## START GIVEN DATA

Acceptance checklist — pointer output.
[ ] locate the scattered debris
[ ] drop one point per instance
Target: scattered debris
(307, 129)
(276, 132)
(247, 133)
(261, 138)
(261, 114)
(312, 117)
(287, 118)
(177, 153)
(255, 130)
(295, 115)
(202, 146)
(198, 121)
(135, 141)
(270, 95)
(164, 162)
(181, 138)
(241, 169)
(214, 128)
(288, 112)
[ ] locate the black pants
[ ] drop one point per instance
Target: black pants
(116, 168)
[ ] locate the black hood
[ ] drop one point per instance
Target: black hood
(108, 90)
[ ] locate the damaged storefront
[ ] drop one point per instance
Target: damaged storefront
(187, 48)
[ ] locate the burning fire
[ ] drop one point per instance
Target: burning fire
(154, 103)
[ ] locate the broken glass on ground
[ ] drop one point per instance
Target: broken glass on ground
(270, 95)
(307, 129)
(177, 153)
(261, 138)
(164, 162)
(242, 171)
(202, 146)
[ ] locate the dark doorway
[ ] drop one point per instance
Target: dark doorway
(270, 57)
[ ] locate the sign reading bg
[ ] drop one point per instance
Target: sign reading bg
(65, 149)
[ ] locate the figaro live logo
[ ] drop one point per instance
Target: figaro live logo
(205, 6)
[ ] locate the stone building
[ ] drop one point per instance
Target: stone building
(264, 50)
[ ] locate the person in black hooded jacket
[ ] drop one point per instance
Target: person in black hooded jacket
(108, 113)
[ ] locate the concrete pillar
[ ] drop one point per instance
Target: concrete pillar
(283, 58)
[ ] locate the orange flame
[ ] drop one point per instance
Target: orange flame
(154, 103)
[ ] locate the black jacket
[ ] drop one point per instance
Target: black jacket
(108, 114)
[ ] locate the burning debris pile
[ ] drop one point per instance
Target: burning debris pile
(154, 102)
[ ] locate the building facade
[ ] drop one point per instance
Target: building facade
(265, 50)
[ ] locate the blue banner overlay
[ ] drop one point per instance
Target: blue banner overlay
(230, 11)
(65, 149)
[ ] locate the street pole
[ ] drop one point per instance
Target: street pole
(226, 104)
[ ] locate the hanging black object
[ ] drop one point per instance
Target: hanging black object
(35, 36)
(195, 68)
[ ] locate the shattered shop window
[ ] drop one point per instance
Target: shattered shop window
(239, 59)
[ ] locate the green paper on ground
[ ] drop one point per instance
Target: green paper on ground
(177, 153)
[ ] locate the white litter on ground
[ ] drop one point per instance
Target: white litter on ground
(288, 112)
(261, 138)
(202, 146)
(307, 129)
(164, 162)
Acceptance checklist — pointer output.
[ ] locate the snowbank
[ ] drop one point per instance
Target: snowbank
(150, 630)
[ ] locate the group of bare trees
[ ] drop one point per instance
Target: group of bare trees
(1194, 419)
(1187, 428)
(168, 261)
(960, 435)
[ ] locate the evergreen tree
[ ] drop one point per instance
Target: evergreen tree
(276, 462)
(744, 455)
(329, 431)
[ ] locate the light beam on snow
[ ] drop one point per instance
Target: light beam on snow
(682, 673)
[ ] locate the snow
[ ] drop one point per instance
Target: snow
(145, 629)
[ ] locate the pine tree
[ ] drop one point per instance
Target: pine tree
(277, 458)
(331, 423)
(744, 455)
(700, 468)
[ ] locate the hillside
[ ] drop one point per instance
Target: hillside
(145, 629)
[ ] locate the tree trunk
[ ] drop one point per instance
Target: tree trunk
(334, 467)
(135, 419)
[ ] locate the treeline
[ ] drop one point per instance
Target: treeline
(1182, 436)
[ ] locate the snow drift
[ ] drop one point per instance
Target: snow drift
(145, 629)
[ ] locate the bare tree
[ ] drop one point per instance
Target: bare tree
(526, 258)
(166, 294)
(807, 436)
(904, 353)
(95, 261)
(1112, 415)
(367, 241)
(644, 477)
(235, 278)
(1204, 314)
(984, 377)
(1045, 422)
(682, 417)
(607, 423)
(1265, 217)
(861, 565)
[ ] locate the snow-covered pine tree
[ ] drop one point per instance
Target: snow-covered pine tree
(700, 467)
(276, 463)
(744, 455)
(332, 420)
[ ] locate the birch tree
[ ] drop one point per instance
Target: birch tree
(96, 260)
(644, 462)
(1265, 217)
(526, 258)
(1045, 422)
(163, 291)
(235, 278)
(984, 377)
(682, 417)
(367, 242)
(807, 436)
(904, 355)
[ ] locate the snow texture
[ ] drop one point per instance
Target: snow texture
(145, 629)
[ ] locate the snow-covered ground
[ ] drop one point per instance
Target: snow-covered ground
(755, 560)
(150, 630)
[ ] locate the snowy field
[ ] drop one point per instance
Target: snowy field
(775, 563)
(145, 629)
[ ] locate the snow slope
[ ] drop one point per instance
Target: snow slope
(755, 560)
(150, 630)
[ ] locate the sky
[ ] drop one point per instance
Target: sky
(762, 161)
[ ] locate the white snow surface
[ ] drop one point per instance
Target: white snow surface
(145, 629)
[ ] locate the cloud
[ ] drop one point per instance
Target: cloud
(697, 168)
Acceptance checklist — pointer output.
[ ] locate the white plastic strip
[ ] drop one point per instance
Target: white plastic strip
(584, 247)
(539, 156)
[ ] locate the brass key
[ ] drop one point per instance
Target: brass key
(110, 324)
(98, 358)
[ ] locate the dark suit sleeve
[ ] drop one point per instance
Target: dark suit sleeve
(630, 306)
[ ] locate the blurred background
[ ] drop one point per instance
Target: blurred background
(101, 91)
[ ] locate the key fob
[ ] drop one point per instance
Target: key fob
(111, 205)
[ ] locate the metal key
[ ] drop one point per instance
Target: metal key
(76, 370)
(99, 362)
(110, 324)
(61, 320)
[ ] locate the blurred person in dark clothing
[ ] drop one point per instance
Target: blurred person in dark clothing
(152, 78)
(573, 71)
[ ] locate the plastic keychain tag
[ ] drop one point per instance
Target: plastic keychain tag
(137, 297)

## END GIVEN DATA

SET PROBLEM: Reproduce all of the rows above verbatim, from the first to the last.

FINISHED EXERCISE:
Acceptance checklist — pointer output.
[ ] locate the scattered debris
[ ] drop one point per instance
Target: scattered debris
(307, 129)
(276, 132)
(247, 133)
(261, 138)
(261, 114)
(312, 117)
(287, 118)
(177, 153)
(255, 130)
(295, 115)
(202, 146)
(198, 121)
(135, 141)
(270, 95)
(164, 162)
(181, 138)
(241, 169)
(214, 128)
(288, 112)
[ ] locate the black pants
[ ] drop one point per instance
Target: black pants
(116, 168)
[ ] locate the black hood
[ ] drop one point per instance
Target: black hood
(108, 90)
[ ] locate the damaged storefront
[ ] drop one point per instance
Target: damaged storefront
(187, 48)
[ ] locate the burning fire
[ ] drop one point per instance
Target: burning fire
(154, 103)
[ ] locate the broken glass on ground
[ ] drop one point per instance
Target: broken glass on ground
(270, 95)
(307, 129)
(177, 153)
(261, 138)
(164, 162)
(242, 171)
(202, 146)
[ ] locate the dark doorway
[ ] drop one point per instance
Target: dark doorway
(270, 57)
[ ] locate the sign reading bg
[ ] drop one point per instance
Target: sign reading bg
(65, 149)
[ ] locate the figaro live logo
[ ] drop one point per instance
Target: figaro live logo
(205, 6)
[ ] locate the stone building
[ ] drop one point per instance
Target: stone building
(264, 50)
[ ] locate the person in black hooded jacket
[ ] drop one point per instance
Target: person in black hooded jacket
(108, 113)
[ ] locate the concrete pillar
[ ] drop one point per instance
Target: concrete pillar
(283, 58)
[ ] locate the orange flame
[ ] drop one point per instance
Target: orange flame
(154, 103)
[ ] locate the black jacket
[ ] drop one point per instance
Target: black jacket
(108, 114)
[ ] locate the burning debris pile
[ ] drop one point per instance
Target: burning debris pile
(154, 102)
[ ] locate the building facade
[ ] drop one point per instance
Target: building facade
(265, 50)
[ ] locate the blue banner overlay
[ ] drop one point per instance
Target: blue banner overlay
(230, 11)
(65, 149)
[ ] locate the street pole
[ ] drop one point per instance
Target: street pole
(226, 104)
[ ] locate the hanging black object
[ ] drop one point per instance
Target: hanging black object
(35, 36)
(195, 68)
[ ] locate the shattered shop window
[ ] drop one point per instance
Target: shattered shop window
(239, 59)
[ ] locate the green paper on ground
[ ] drop one point per instance
Target: green paper on ground
(177, 153)
[ ] locate the white litter on ground
[ ] drop one point per instance
Target: white litter on ground
(288, 112)
(261, 138)
(202, 146)
(307, 129)
(164, 162)
Acceptance checklist — pointer output.
[ ] locate the snowbank
[ ] drop one point per instance
Target: snowbank
(150, 630)
[ ] locate the group of bare trees
[ ] drop one point per instance
Target: group of bare trees
(1194, 419)
(1187, 428)
(168, 261)
(960, 435)
[ ] locate the evergreen tree
[ ] drop one point per instance
Target: evergreen tree
(276, 462)
(744, 455)
(329, 431)
[ ] locate the light beam on snow
[ ] drop one point per instance
Target: light beam on snow
(682, 673)
[ ] locate the snow
[ ] drop one point per instance
Target: snow
(145, 629)
[ ] locate the pine tree
[ ] drop one point per instance
Target: pine tree
(277, 458)
(331, 423)
(744, 455)
(700, 468)
[ ] locate the hillside
[ ] drop one point per instance
Target: hillside
(145, 629)
[ ] locate the tree trunk
[ ] drop one point per instance
Target: tree trunk
(334, 467)
(135, 419)
[ ] locate the treeline
[ ] drop one point per instance
Target: treeline
(1182, 436)
[ ] locate the snow drift
[ ] drop one point per instance
Target: snow drift
(145, 629)
[ ] locate the bare tree
[ ] drop one point per instance
Target: bare tree
(526, 258)
(166, 294)
(807, 436)
(904, 353)
(95, 261)
(1112, 415)
(367, 241)
(644, 477)
(235, 278)
(1204, 314)
(984, 377)
(1045, 422)
(682, 417)
(607, 423)
(1265, 217)
(861, 565)
[ ] locate the snow-covered pine tree
[ ] drop one point per instance
Target: snow-covered pine tree
(700, 467)
(276, 463)
(744, 455)
(332, 420)
[ ] locate the birch tree
[ ] drop one point per instance
Target: birch tree
(96, 260)
(644, 462)
(1265, 217)
(526, 258)
(1045, 422)
(163, 291)
(235, 278)
(984, 377)
(682, 417)
(367, 242)
(807, 436)
(904, 355)
[ ] locate the snow texture
[ ] drop one point per instance
Target: snow texture
(145, 629)
[ ] locate the snow-covered ground
[ ] drop one point per instance
Target: snow-covered ground
(755, 560)
(150, 630)
[ ] locate the snowy field
[ ] drop one point per instance
Target: snowy field
(775, 563)
(145, 629)
[ ] locate the snow slope
[ ] drop one point per instance
Target: snow slope
(755, 560)
(150, 630)
[ ] locate the sky
[ ] drop one point per instance
Target: sky
(762, 161)
[ ] locate the white snow surface
[ ] drop one point per instance
Target: white snow surface
(145, 629)
[ ] locate the cloud
[ ] drop one point per instance
Target: cloud
(697, 168)
Acceptance checklist — pointer output.
[ ] locate the white plastic strip
[ ] drop one point per instance
Target: white plastic strip
(584, 247)
(539, 156)
[ ] locate the brass key
[ ] drop one point per instance
Target: brass key
(110, 324)
(98, 358)
[ ] locate the dark suit sleeve
[ ] drop one point per instance
Target: dark suit sleeve
(630, 306)
[ ] locate the blurred background
[ ] drop one point per instance
Target: blurred background
(101, 91)
[ ] locate the key fob
[ ] drop one point per instance
Target: key fob
(111, 205)
[ ] locate the metal key
[ ] drop one point per instance
Target: metal key
(76, 370)
(99, 362)
(110, 324)
(61, 320)
[ ] locate the blurred person in dark clothing
[ ] drop one point per instance
Target: blurred person in dark clothing
(152, 78)
(573, 71)
[ ] locate the plastic keychain tag
[ ] drop one point per instance
Target: plastic keychain tag
(137, 297)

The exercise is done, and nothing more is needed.